PASSAGE GIVEN:
# Kel-Tec P3AT sights



## vrodcruiser (Nov 19, 2008)

I bought a P3AT off a friend because he needs the money.
It shots fine but the front sights are invisable.
Is there anything that I can do, like paint, to increase the visibility?
If the ansewer is paint like I suspect, What kind of paint, any white work?


----------



## Steve M1911A1 (Feb 6, 2008)

At the ranges for which the Kel-Tec P3AT is intended, no sights are required. Just sight along the top of the slide at any distance up to about 15 yards.
If you like, you could highlight the tiny front sight with nail enamel ("nail polish"). That's what I do to all of my pistols, including my P3AT. It helps sometimes, but not always.
Clean the sight with Energene or alcohol. Carefully paint only the back of the sight (the part you see when you're sighting) with the whitest nail enamel you can find. Don't slop over the top or over the edges. Let it dry for an entire day.
Now go over the white enamel with a coat of the reddest color you can find. Let that dry for a day. Then re-coat it with the red enamel, and let that dry for another day.
In low- or no-light, the red sight is black. In good light, it's bright red and easy to see quickly.

I suggest nail enamel because it's the toughest paint you can buy, and because it sticks to almost anything.
When you buy it, expect some cute backchat from the lady at the sales counter. If she, too, is cute, make good use of your opportunity. Who knows: you may get lucky, and she'll let you paint her nails.
:mrgreen:


----------



## vrodcruiser (Nov 19, 2008)

So red sites are better then white in your opinion?


----------



## Steve M1911A1 (Feb 6, 2008)

A red _front_ sight (only) is better _for me_. To my eyes, a white front sight is _too much_ of an "eye magnet."
But far be it for me to tell you exactly what to do.
I find three-dot, two-dot, and bar-and-dot sights to be visually confusing. Further, I don't need a painted (or otherwise marked) rear sight. I just occasionally want some help seeing the front sight as quickly as possible.


----------



## Todd (Jul 3, 2006)

Those are sights on my P3AT? I thought they were little burrs that didn't get taken off in the finishing process. :smt033


----------



## rosie22lr (Mar 21, 2009)

If you are sighting with a P3AT you are in a bit of trouble. As said before in the first post, this pistol is not that kind of gun although a little nail polish cannot hurt--just don't get used to it. The gun is a last resort; you bring it out in the open ONLY when you are prepared to fire it, not to sight it. If you are fortunate, and I believe most of us are, you will only use the pistol and maybe the nail polish once every several weeks or months just to keep familiar and maintain its operability better than sitting in your pocket gathering dust and whatever. As for ammo, 380 for the P3AT is really NOT expensive--we are not talking about hundreds of rounds here--we are talking about perhaps a dozen rounds every several weeks or months and the "self defense ammo will, hopefully NEVER be used so it is a one shot purchase (pardon the pun). I may be wrong on these comments but that is why I purchased this pistol--something to carry but, hopefully, never use.

REQUIRED ACTIONS:
A – Translate this sentence from the forum thread on P3AT sights into Spanish: "I suggest nail enamel because it's the toughest paint you can buy, and because it sticks to almost anything."
B – Copy word for word the part of the forum thread on P3AT sights that opens with the words containing "Is there anything" and closes with "but not always.".
C – Using the forum thread on P3AT sights, answer yes or no to each statement and quote the deciding words: (i) Steve M1911A1 says he highlights the front sight of all his pistols with nail enamel. (ii) Steve M1911A1 wants his rear sight painted as well. (iii) rosie22lr calls 380 ammunition for the P3AT expensive.
The material is not needed for any of this.

SOURCE MATERIAL:
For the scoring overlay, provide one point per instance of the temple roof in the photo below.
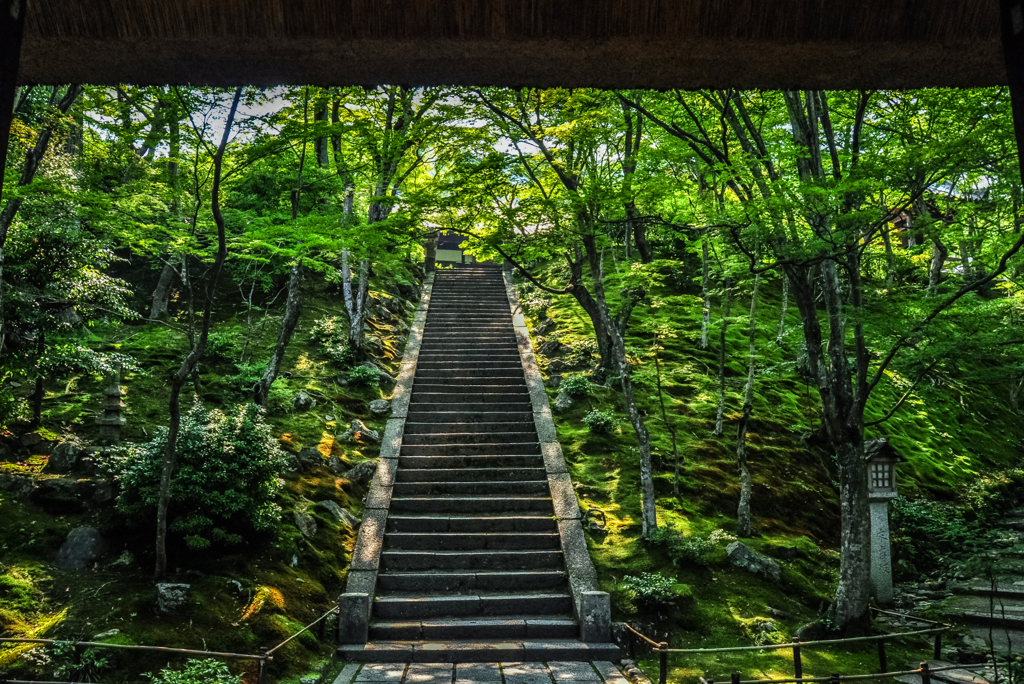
(602, 43)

EXERCISE SOLUTIONS:
A – Sugiero el esmalte de uñas porque es la pintura más resistente que se puede comprar y porque se adhiere a casi cualquier cosa.

B –
Is there anything that I can do, like paint, to increase the visibility?
If the ansewer is paint like I suspect, What kind of paint, any white work?


----------



## Steve M1911A1 (Feb 6, 2008)

At the ranges for which the Kel-Tec P3AT is intended, no sights are required. Just sight along the top of the slide at any distance up to about 15 yards.
If you like, you could highlight the tiny front sight with nail enamel ("nail polish"). That's what I do to all of my pistols, including my P3AT. It helps sometimes, but not always.

C –
(i) Yes: "That's what I do to all of my pistols, including my P3AT."
(ii) No: "I don't need a painted (or otherwise marked) rear sight."
(iii) No: "380 for the P3AT is really NOT expensive"